Texte source =>
▼▼▼
Hollande 2 : Quelle place pour l'éducation ? 

Avec le discours de politique générale prononcé le 8 avril par Manuel Valls, premier ministre, devant l'Assemblée nationale débute véritablement la seconde partie du quinquennat. Le discours sera suivi d'un débat et d'un vote qui confirmera ou contredira la nouvelle orientation impulsée par François Hollande depuis janvier 2014. Cette déclaration devrait éclairer sur le budget et la politique éducative du gouvernement. On pourrait ainsi connaitre la feuille de route de Benoît Hamon. L'enjeu n'est rien moins que la refondation..

 

"Il est temps aujourd’hui d’ouvrir une nouvelle étape". Le 31 mars, François Hollande a confirmé ses choix annoncés en janvier 2014 d'une nouvelle politique économique en la définissant politiquement. En janvier déjà l'éducation avait décroché du premier rôle aux utilités des seconds rôles.  "Je vous le redis ce soir : je n’ai qu’une priorité, qu'un objectif, qu’un engagement, c'est l'emploi !", avait dit le président de la République. Il ne faisait plus de l'Ecole une priorité. Tout au plus affirmait-il que " la Nation doit se mobiliser autour de son école" avant de redire "nous devons faire des économies partout où elles sont possibles". Le 31 mars, le redressement économique avec le Pacte de responsabilité est confirmé comme premier objectif. Arrive le second. "Ensuite, la justice sociale. Au Pacte de responsabilité, doit correspondre un pacte de solidarité dont le premier pilier est l’éducation, et la formation de la jeunesse ; le second, c’est la sécurité sociale avec la priorité donnée à la Santé ; et le troisième, c’est le pouvoir d’achat avec une réduction des impôts des Français et une baisse des cotisations payées par les salariés... Pour y parvenir, le gouvernement aura à mettre en oeuvre le programme d’économies budgétaires que j’ai annoncé". L'éducation nationale était jusqu'en janvier 2014 la première priorité du gouvernement, bénéficiant d'un bouclier budgétaire qui faisait d'elle le seul ministère à créer des emplois. Elle n'est plus qu'un élément du second objectif présidentiel. Le ministère a dégringolé de la seconde à la quatrième place du gouvernement dans l'ordre protocolaire, derrière les affaires étrangères et l'écologie.
▲▲▲
Extrait de données =>
▼▼▼
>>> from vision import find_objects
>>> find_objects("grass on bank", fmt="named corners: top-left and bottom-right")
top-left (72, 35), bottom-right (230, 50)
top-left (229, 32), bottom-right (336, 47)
▲▲▲
Consignes =>
• 1. Reformulez sous forme de liste le paragraphe de l'article sur la place de l'éducation qui commence par « Avec le discours de politique générale », en gardant ses faits essentiels.
• 2. D'après l'article sur la place de l'éducation, de quelle à quelle place le ministère est-il passé dans l'ordre protocolaire du gouvernement ?
• 3. Rédigez la suite de l'article sur la place de l'éducation à partir de sa dernière phrase.

Réponses par consigne =>
• 1.
- Le 8 avril, Manuel Valls, Premier ministre, prononce son discours de politique générale devant l'Assemblée nationale, ce qui ouvre vraiment la seconde partie du quinquennat.
- Le discours est suivi d'un débat et d'un vote qui confirmera ou contredira la nouvelle orientation donnée par François Hollande depuis janvier 2014.
- La déclaration devrait préciser le budget et la politique éducative du gouvernement, et peut-être la feuille de route de Benoît Hamon.
- L'enjeu est la refondation.

• 2. De la deuxième à la quatrième place, derrière les Affaires étrangères et l'Écologie.

• 3.
 

Quel budget pour l'Ecole ? Un premier tour de vis a déjà été adopté pour le budget 2014. L'Etat s'impose 9 milliards d'économies dans un effort de 15 milliards au total et la suppression de 13 000 postes à la Défense et l'Economie.  Mais Vincent Peillon avait su protéger son budget. En 2013, le budget de l'éducation nationale a connu une croissance de 3%. Dans le budget 2014, l'enseignement scolaire voit son budget augmenter de 600 millions avec 8 984 postes supplémentaires et 30 000 contrats aidés. Le nouveau Pacte de responsabilité voulu par François Hollande impose un nouvel effort d'économies budgétaires de 50 milliards d'ici 2017. De 15 à 20 milliards devront être trouvés dans les dépenses de l'Etat. Or l'Education nationale représente la moitié des fonctionnaires de l'Etat et le budget du ministère environ 16% des dépenses publiques (dettes et pensions incluses). On voit mal comment ce ministère pourrait échapper à la nouvelle donne politique alors que, par rapport aux engagements présidentiel, il reste encore environ 25 000 postes à créer. Doit-on leur dire adieu ?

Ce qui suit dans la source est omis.